» **WHAT IS BEING ASKED**
Only the closing portion of the entries is to be reproduced: the line containing "mmk i see the picture, now point out the olympic" through the very last line, exactly as written.

» **LISTED RECORDS**
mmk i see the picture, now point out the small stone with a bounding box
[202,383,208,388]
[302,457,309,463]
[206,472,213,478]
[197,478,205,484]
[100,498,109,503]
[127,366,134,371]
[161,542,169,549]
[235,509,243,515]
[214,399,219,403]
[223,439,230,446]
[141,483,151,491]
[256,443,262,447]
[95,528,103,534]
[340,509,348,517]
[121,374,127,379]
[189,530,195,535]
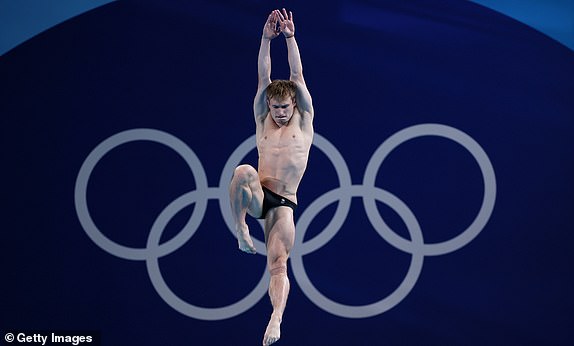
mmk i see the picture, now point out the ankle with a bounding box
[270,313,282,323]
[235,222,248,231]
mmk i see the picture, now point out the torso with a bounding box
[256,109,313,203]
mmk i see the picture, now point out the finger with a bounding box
[277,9,285,21]
[290,10,293,22]
[282,8,288,20]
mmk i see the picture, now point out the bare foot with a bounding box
[236,225,256,254]
[262,315,281,346]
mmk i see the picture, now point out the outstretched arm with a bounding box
[254,12,280,121]
[278,8,314,120]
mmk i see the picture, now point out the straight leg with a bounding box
[263,210,295,346]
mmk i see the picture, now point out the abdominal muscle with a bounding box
[257,132,310,203]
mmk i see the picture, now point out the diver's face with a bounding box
[268,96,295,126]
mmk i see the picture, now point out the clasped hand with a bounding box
[263,8,295,39]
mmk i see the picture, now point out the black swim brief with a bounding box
[257,186,298,219]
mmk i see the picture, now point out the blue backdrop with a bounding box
[1,1,573,345]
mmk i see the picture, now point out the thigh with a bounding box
[247,183,264,219]
[242,165,264,218]
[265,209,296,261]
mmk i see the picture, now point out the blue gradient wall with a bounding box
[1,1,573,345]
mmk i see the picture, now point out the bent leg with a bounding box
[263,211,295,346]
[229,164,263,254]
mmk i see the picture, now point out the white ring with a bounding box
[363,124,497,256]
[291,185,424,318]
[146,190,270,320]
[74,128,208,260]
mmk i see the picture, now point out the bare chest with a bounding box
[257,124,310,156]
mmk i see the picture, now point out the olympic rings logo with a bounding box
[74,123,496,320]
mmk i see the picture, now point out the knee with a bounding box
[232,164,258,184]
[269,257,288,276]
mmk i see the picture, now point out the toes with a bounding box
[239,246,257,254]
[263,335,279,345]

» **REPLY TO THE EXERCISE**
mmk i see the picture, now point out the olympic rings logo with a bounding box
[74,123,496,320]
mmk i see the picture, now point out the knee with a bounding box
[232,164,258,184]
[269,257,288,276]
mmk i see the picture, now point out the toes with a bounding box
[239,246,257,254]
[263,335,279,345]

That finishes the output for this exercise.